[Extrait source]:

════════════════

Madame Jeanne CAYRE habitant à Jésonville, âgée de 54 ans, part à vélo chercher l’abbé Marc Fève, curé de Lerrain qui vient lui aussi à bicyclette à Jésonville pour donner les derniers sacrements au blessé. Le curé ne repartira que le lendemain car i y a trop de risque sur la route, ce soir là ;il couchera donc à Jésonville chez Pierre BALAUD.
Le 13 septembre 1944, à 2 heures du matin, les soldats allemands viennent chercher leur blessé. Ils le conduiront à Gérardmer, puis plus tard en Autriche. Il sauvera sa peau, mais bien sûr sera physiquement très diminué. Il sera cependant très précieux pour son père qui veuf a déjà perdu son autre fils sur le front russe.
Voilà la raison pour laquelle cet homme Marie Joseph ISELIN voue une quasi vénération à Jeanne CAYRE (Lire une de ses lettres ci-après) ; Plus tard il sera le parrain de Bernadette MURA née en 1956, la seconde fille de ses sauveteurs Anne Marie BARETH et son mari Paul MURA.
Ce 12 septembre 1944 en soirée, Paul MURA a du dormir chez PICARD 1ère maison du village côté Darney, car c’était impossible d’aller à la ferme de Manneçon. Un jeune garçon de 30 ans René JOLY, de Dombasle devant Darney a été tué en montant la côte de Manneçon. Maria aurait bien voulu qu’il reste à la ferme car elle était seule avec ses 3 filles : Simone, Cécile et Odette. Paul voulait retourner à la ferme par le bois de Dombasle en passant à travers champ. En sautant un talus, il s’est trouvé nez à nez avec 3 allemands. Ils l’ont fouillé, questionné ; Il se voyait déjà fusillé à la mitraillette. L’un deux a dit « lassen » ‘Laisse en français. Paul est remonté vers le point de vue où il a retrouvé Madame CAYRE et sa fille Yolande qui s’étaient sauvées du village.
Cet épisode a été rapporté à moi André BARBIER par Anne Marie MURA-BARETH, le 232 février 2004.Je l’ai recopié le 30 mars 2020.
Situation à Belrupt le 12 septembre 1944 après-midi
D’abord il faut dire qu’il y avait beaucoup de soldats allemands à Belrupt ; il avait même été question d’y faire un camp.
Un feldwebel (c’est un adjudant) et un soldat allemands sont venus chez Charles DUHOUX, à l’époque, ancien de 14-18 qui possède une scierie. ; Charles est le père de Roger mon interlocuteur et d’un autre fils. Ces soldats allemands s’adressent à Charles DUHOUX pour lui demander une planche et une scie pour faire une croix, car disent-ils, on a deux morts. Donnez nous une vieille scie car on vous ne la rapportera pas !...
Le feldwebel parlait bien le français, il a demandé : »ces deux jeunes garçons sont vos enfants ? oui à répondu Charles DUHOUX, alors « cachez-les, mes hommes sont intenables »
Monsieur DUHOUX lui a dit vous parlez bien le français « oui, j’étais professeur de français à Stuttgart »

════════════════

[Travail demandé]: D'après le récit, quels sont les prénoms des filles avec lesquelles Maria était seule à la ferme le 12 septembre 1944 au soir ? Donnez-les tous.

Entrées du jeu de données:
════════════════

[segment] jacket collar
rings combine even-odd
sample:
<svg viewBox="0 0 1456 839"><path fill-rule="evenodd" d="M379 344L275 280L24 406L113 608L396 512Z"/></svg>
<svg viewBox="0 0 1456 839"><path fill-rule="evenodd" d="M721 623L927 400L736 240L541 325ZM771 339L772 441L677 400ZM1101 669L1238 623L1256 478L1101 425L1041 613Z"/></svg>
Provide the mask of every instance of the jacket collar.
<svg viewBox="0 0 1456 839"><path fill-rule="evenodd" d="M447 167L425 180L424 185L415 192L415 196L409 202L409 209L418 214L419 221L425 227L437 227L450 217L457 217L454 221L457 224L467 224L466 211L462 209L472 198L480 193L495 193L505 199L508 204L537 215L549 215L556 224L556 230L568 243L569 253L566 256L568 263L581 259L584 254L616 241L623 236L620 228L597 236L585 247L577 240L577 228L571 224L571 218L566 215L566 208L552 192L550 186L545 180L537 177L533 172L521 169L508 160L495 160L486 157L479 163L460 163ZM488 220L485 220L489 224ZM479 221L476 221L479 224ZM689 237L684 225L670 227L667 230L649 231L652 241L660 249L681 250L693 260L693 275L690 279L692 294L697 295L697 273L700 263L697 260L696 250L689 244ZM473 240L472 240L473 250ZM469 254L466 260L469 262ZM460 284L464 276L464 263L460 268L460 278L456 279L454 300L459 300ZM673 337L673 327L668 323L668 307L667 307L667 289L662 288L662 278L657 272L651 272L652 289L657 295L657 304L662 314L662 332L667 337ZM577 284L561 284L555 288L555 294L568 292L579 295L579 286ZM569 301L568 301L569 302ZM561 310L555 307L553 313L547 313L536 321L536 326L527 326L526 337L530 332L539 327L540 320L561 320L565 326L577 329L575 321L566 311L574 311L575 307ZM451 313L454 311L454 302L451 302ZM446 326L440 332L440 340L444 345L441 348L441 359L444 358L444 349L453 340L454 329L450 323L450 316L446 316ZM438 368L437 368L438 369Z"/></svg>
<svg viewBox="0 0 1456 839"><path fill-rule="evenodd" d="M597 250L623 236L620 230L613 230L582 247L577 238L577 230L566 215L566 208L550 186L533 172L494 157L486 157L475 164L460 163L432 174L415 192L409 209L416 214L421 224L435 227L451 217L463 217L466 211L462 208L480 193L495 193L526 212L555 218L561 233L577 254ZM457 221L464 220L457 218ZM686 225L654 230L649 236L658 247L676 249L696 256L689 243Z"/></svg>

════════════════

[Résultat de l'exercice]: Simone, Cécile et Odette.